DATA EXCERPTS:
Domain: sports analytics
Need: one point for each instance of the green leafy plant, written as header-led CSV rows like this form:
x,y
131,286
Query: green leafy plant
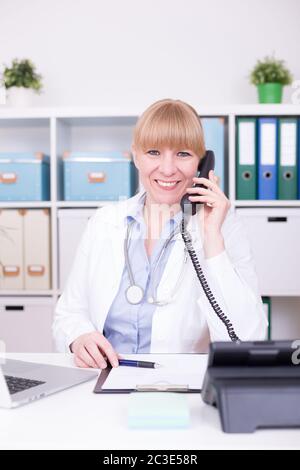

WHAT TO PRODUCE:
Spot every line in the entries that includes the word "plant", and copy each one out.

FINISHED TASK:
Need: one point for each instance of the green leafy plant, written as header-led CSV rows like this form:
Query: green leafy plant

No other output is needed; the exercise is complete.